* _INSTRUCTIONS FOR THE TASK_: The listing that follows should be duplicated character for character.

* _INFORMATION PROVIDED_:
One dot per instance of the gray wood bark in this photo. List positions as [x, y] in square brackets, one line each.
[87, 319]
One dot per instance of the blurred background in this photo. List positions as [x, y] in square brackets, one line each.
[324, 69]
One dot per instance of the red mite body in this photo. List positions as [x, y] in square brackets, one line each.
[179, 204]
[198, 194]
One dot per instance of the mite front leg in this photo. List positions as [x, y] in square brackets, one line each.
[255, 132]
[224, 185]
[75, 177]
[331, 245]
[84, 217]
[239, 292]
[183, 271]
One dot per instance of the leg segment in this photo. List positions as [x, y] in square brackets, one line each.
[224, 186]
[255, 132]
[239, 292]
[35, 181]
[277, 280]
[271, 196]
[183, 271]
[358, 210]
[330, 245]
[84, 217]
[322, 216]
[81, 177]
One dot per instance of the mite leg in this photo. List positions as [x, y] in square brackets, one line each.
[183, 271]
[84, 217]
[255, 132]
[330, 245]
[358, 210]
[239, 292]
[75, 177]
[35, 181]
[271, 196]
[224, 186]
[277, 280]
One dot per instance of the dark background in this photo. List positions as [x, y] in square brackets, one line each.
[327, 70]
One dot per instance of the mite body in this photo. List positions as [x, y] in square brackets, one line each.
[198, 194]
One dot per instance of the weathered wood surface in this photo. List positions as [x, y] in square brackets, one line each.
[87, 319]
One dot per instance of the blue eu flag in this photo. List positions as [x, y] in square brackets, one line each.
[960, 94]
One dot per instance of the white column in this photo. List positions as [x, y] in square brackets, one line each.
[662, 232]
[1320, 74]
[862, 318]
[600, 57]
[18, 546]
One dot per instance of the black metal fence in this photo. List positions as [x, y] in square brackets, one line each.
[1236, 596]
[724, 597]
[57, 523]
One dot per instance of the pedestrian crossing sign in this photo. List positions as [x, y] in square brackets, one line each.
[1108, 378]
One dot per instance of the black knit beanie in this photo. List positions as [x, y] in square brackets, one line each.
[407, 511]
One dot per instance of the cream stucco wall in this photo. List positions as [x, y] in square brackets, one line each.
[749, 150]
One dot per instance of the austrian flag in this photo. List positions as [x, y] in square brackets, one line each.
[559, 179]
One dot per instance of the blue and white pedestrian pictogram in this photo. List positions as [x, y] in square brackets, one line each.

* _EXERCISE RESPONSE_:
One dot per instance of the gray wood bark in this photo. List positions as [x, y] in square brackets, one line each.
[87, 319]
One dot per instance of the blurred background in this photo. List positions as [x, y] in square brackets, one line each.
[324, 69]
One dot per instance of the red mite body in this photo. List positions as [x, y] in square brackets, one line each.
[179, 204]
[198, 194]
One dot per instance of the mite front leg in this photo. List positions as [x, y] in square brackets, one line each.
[255, 132]
[224, 185]
[75, 177]
[331, 245]
[84, 217]
[239, 292]
[183, 271]
One dot per instance of the leg segment in this photo. List positions as [x, y] in square brackets, one line each.
[224, 186]
[255, 132]
[239, 292]
[35, 181]
[277, 280]
[271, 196]
[183, 271]
[358, 210]
[330, 245]
[84, 217]
[322, 216]
[81, 177]
One dot per instance of the mite leg in this photo. List positions as [x, y] in square brackets, one line each.
[183, 271]
[84, 217]
[255, 132]
[330, 245]
[358, 210]
[239, 292]
[75, 177]
[35, 181]
[271, 196]
[224, 186]
[277, 280]
One dot per instance of the dark background in this photo. List positions as [x, y] in square brackets, one line each.
[327, 70]
One dot per instance of the mite body in this photo. List positions as [x, y] in square brackets, one line each.
[198, 194]
One dot per instance of the weathered wood surface in this photo. List positions as [x, y] in square brackets, one line each.
[87, 319]
One dot per instance of the blue eu flag in this photo. List positions as [x, y] in square brackets, one line each.
[960, 94]
One dot per instance of the white column in this photo. List positions as [x, y] in square brackets, one line each.
[662, 232]
[1320, 74]
[862, 318]
[600, 57]
[18, 546]
One dot per instance of the black metal fence in this photo. List positions as [x, y] in square brackets, one line each.
[1236, 596]
[724, 597]
[57, 523]
One dot per instance of the pedestrian crossing sign in this photo. List positions as [x, y] in square brackets, one line each.
[1108, 378]
One dot per instance of the black knit beanie in this photo. List positions as [x, y] in square brackets, one line each.
[407, 511]
One dot per instance of the cream stucco wall in this photo. List positions as [x, y] in square brackets, one line each.
[749, 150]
One dot per instance of the austrian flag in this photo. List positions as [x, y] in square brackets, one line each.
[559, 179]
One dot per instance of the blue and white pedestrian pictogram in this photo. List positions as [x, y] in square brackets, one line each.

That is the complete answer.